━━ Data for this task
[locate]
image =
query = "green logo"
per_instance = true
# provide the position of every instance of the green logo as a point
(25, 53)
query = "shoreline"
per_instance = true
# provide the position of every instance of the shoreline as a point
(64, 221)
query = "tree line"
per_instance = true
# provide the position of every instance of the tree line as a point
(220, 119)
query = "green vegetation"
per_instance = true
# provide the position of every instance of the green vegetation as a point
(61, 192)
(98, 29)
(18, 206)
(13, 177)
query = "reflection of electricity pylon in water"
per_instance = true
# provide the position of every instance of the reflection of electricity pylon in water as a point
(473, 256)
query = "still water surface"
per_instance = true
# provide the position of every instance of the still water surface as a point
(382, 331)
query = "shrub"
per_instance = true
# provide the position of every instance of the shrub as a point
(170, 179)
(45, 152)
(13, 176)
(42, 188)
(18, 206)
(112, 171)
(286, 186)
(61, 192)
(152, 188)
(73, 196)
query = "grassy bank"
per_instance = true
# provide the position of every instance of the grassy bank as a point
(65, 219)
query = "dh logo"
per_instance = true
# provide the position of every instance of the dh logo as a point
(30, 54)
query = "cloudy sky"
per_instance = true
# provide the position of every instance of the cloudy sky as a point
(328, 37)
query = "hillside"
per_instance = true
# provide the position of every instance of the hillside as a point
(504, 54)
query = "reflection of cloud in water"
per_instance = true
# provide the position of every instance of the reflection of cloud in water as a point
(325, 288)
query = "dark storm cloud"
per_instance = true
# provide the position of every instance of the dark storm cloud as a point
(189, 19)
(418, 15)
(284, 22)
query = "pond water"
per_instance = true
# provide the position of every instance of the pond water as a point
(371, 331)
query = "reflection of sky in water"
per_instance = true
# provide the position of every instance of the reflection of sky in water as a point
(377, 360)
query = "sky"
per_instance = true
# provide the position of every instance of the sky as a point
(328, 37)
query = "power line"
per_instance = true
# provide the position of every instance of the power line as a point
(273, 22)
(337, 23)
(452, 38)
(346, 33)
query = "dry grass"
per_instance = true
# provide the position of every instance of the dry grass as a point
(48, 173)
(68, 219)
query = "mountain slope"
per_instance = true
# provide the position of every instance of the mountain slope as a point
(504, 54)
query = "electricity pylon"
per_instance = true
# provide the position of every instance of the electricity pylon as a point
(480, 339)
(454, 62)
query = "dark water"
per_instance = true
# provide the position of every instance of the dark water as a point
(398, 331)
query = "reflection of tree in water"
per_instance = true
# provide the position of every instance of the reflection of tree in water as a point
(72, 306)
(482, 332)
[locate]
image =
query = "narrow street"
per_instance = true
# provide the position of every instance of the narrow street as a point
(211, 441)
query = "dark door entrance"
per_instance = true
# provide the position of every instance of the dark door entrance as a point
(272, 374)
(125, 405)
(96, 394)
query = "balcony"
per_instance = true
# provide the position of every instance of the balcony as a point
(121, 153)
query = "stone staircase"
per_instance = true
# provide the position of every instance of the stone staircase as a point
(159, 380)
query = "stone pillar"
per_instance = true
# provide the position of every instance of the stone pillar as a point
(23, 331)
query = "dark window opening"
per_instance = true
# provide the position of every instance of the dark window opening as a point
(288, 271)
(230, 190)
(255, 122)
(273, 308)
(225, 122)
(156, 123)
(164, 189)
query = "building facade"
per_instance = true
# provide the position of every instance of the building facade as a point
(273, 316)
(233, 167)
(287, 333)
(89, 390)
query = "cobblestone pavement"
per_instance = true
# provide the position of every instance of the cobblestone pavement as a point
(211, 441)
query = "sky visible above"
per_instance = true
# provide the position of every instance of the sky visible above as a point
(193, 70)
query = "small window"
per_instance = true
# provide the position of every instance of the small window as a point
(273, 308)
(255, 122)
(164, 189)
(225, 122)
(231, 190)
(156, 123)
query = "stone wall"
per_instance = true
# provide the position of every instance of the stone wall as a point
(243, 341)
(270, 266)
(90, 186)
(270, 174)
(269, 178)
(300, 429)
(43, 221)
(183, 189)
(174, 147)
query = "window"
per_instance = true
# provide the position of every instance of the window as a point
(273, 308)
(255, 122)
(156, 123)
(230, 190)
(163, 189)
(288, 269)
━━━━
◆ **Problem details**: Set down the records again, exactly.

◆ **Exercise result**:
[locate]
image =
query = "green logo"
per_instance = true
# provide the position of every instance of the green logo as a point
(25, 53)
query = "shoreline"
per_instance = true
# provide the position of every instance of the shoreline as a point
(64, 221)
query = "tree line"
per_instance = true
# provide the position of every instance of the tree line as a point
(220, 119)
query = "green vegetation"
per_instance = true
# provide the position of every instance of the green vegetation as a point
(61, 192)
(98, 29)
(18, 206)
(13, 177)
query = "reflection of electricity pylon in water"
per_instance = true
# provide the position of every instance of the reflection of electricity pylon in water as a point
(473, 256)
query = "still water surface"
per_instance = true
# provide the position of every instance of the still water surface as a point
(382, 331)
query = "shrub"
per_instance = true
# provide the position of every instance of the shrub as a point
(170, 179)
(45, 152)
(13, 176)
(42, 188)
(18, 206)
(112, 171)
(286, 186)
(61, 192)
(152, 188)
(73, 196)
query = "grassy bank"
per_instance = true
# provide the position of every instance of the grassy bank as a point
(65, 219)
query = "dh logo"
per_instance = true
# provide the position of every instance of the dh logo as a point
(30, 54)
query = "cloudy sky"
per_instance = true
# provide the position of every instance of the cloudy sky as a point
(328, 37)
query = "hillside"
per_instance = true
# provide the position of every instance of the hillside as a point
(504, 54)
query = "reflection of cloud in water"
per_instance = true
# provide the position of every instance of the reflection of cloud in water as a point
(325, 288)
query = "dark storm cloud"
per_instance = true
# provide the position of every instance of the dark storm cloud as a point
(189, 19)
(418, 15)
(284, 22)
query = "pond water"
per_instance = true
# provide the position of every instance of the pond water as a point
(371, 331)
query = "reflection of sky in water"
per_instance = true
# provide the position of every instance of the reflection of sky in water as a point
(377, 360)
query = "sky"
per_instance = true
# provide the position of every instance of the sky as a point
(328, 37)
query = "power line"
per_instance = true
# provide the position of every instance of the power line as a point
(273, 22)
(337, 23)
(452, 38)
(346, 33)
query = "dry grass"
per_instance = true
# provide the position of every instance of the dry grass as a point
(48, 173)
(68, 219)
query = "mountain slope"
per_instance = true
# provide the position of every instance of the mountain slope as a point
(504, 54)
query = "electricity pylon"
per_instance = true
# provide the position of every instance of the electricity pylon as a point
(480, 339)
(454, 62)
query = "dark water"
per_instance = true
# provide the position of every instance of the dark water as a point
(398, 331)
query = "reflection of tree in water"
per_instance = true
# provide the position of every instance of the reflection of tree in water as a point
(72, 306)
(482, 332)
[locate]
image =
query = "narrow street"
per_instance = true
# provide the position of every instance of the narrow street as a point
(211, 441)
query = "dark door entrance"
per_instance = true
# provide the position of every instance of the dark door entrance as a point
(272, 374)
(125, 405)
(96, 394)
query = "balcony"
per_instance = true
# provide the position of every instance of the balcony as a point
(121, 153)
query = "stone staircase"
per_instance = true
# provide the position of every instance of the stone staircase as a point
(159, 380)
query = "stone pillar"
per_instance = true
# provide the position of every instance of the stone pillar as a point
(23, 331)
query = "dark window opening"
per_instance = true
# provide the position of every instance of the dark window opening as a point
(288, 271)
(230, 190)
(255, 122)
(273, 308)
(225, 122)
(156, 123)
(164, 189)
query = "building facade"
per_instance = true
# provide the position of every instance of the building facade as a point
(273, 316)
(233, 167)
(287, 333)
(89, 390)
query = "cobblestone pavement"
per_instance = true
# provide the position of every instance of the cobblestone pavement as a point
(211, 441)
query = "sky visible above"
per_instance = true
# provide the position of every instance of the sky visible above as a point
(193, 70)
query = "small window"
per_instance = true
# provide the position of every instance of the small window as a point
(273, 308)
(255, 122)
(164, 189)
(225, 122)
(231, 190)
(156, 123)
query = "stone wall"
per_instance = true
# provide the position of every instance of the stone wall as a point
(243, 341)
(270, 266)
(90, 186)
(270, 174)
(269, 178)
(300, 429)
(43, 221)
(183, 189)
(174, 147)
query = "window"
per_instance = true
# provide the position of every instance of the window as a point
(273, 308)
(255, 122)
(156, 123)
(230, 190)
(163, 189)
(288, 269)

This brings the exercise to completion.